WORK TO DO — Lay out every line of the items below as a numbered list, omitting blank lines. Leave the pictures out of your answer.

Contour annotation records —
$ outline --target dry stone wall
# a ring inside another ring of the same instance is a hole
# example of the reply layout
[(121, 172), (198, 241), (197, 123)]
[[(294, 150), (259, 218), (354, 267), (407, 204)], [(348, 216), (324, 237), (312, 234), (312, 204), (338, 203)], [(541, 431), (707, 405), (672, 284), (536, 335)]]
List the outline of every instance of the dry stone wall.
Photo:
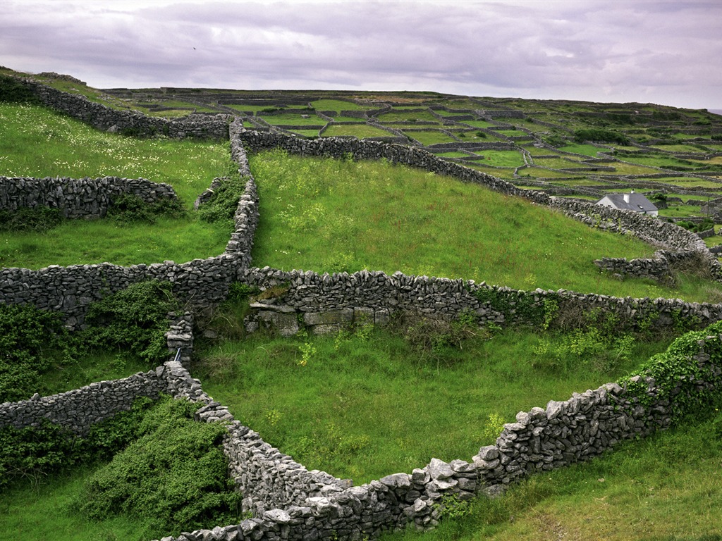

IN RESPONSE —
1. $ outline --target dry stone wall
2. # a ring inside another ring of the same instance is a hole
3. # example of the reply layout
4. [(121, 172), (198, 241), (197, 123)]
5. [[(294, 150), (259, 218), (354, 267), (407, 204)], [(348, 216), (324, 237), (312, 234), (312, 204), (338, 203)], [(541, 431), (707, 405), (672, 284), (536, 335)]]
6. List the outline of every instance of the dry stone wall.
7. Photo:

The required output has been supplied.